* [Records to process]:
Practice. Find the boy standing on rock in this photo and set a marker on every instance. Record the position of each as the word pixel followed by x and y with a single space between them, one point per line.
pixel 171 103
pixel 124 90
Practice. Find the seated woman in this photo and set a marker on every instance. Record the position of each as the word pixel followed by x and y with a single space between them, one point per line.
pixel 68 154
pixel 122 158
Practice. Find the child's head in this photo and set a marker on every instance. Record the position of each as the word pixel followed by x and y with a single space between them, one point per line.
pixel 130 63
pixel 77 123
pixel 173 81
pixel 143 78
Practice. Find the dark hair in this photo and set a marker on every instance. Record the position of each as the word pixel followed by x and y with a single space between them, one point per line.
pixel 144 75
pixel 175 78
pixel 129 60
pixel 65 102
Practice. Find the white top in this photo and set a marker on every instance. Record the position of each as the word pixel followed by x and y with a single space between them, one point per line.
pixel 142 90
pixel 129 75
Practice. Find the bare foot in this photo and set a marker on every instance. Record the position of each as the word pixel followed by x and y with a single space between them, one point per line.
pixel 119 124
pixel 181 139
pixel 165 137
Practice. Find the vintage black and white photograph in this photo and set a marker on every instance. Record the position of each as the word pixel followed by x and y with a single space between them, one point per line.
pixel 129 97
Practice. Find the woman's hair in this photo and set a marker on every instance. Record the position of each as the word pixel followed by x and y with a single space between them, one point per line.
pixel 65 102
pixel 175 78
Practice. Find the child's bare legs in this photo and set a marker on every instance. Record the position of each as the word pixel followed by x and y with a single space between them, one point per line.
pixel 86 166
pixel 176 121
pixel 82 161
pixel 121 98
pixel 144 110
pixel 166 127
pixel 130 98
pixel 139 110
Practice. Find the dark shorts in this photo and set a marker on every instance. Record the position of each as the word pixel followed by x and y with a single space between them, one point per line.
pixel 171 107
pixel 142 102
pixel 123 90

* [Required action]: All lines from the one containing "Practice. Find the woman's" through the end of the data, and no others, are to be given again word for word.

* [Solution to the problem]:
Practice. Find the woman's hair in this photo and set a marker on every instance. Record the position of each as the word pixel followed by x and y with a single space between them, one point per line.
pixel 65 102
pixel 175 78
Practice. Find the child's bare legs in this photo and set a marker on every instance. Record the position of each as the word pixel followed by x and y with a single space between them, one point per line.
pixel 86 166
pixel 176 121
pixel 82 161
pixel 121 98
pixel 144 110
pixel 166 127
pixel 130 98
pixel 139 110
Practice. Find the dark shorts in this photo and set a marker on every instance. Record the position of each as the word pixel followed by x and y with a single space between them, one point per line.
pixel 171 107
pixel 142 102
pixel 123 90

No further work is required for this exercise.